*Request*.
How many lines in the rows below contain the string "instance", with case counted as significant? Reply with the number alone.

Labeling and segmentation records
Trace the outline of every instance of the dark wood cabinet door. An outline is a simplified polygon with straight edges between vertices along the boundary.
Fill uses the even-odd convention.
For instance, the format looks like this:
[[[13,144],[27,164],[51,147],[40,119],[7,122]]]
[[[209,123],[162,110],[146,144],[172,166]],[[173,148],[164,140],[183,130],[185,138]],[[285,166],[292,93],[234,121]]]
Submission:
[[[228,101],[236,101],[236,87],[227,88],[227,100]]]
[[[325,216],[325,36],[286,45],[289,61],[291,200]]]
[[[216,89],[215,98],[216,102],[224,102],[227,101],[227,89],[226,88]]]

*In response*.
2